## Description of the task
Using the records below, write out again exactly the lines that begin at the line containing "Exercise. Identify the white shelving" and end at the line containing "Exercise. Identify the white bottle", and no other lines.

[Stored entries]
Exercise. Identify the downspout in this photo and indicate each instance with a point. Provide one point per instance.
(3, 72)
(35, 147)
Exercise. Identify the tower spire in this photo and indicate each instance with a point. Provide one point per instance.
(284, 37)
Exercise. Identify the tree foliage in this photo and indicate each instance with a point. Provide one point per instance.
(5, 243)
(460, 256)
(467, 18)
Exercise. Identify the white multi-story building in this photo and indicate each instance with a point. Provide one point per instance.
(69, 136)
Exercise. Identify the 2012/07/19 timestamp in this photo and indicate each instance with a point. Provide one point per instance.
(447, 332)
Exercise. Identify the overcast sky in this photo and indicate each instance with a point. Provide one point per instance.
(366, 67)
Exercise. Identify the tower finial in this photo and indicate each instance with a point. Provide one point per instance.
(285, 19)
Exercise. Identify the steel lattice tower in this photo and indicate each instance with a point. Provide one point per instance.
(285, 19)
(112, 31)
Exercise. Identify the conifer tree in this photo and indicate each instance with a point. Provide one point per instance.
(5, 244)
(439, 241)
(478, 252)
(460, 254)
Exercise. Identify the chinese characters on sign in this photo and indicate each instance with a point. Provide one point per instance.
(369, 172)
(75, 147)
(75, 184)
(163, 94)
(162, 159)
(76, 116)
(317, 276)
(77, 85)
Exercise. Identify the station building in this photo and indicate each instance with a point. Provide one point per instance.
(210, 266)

--

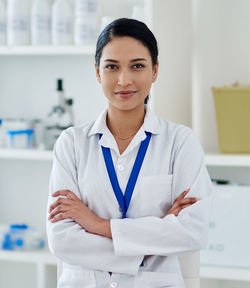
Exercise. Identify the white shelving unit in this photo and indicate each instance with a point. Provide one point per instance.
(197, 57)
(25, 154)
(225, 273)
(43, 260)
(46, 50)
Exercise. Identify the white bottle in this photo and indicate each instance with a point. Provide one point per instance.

## Result
Exercise. Identify the white shelving unit in this photo and indicate each instance with a point. Provide one point per instance.
(197, 57)
(25, 154)
(225, 273)
(43, 260)
(46, 50)
Exercise. Identify the white bottle in this photo and indicate each instance with a point. Provide one point per instance.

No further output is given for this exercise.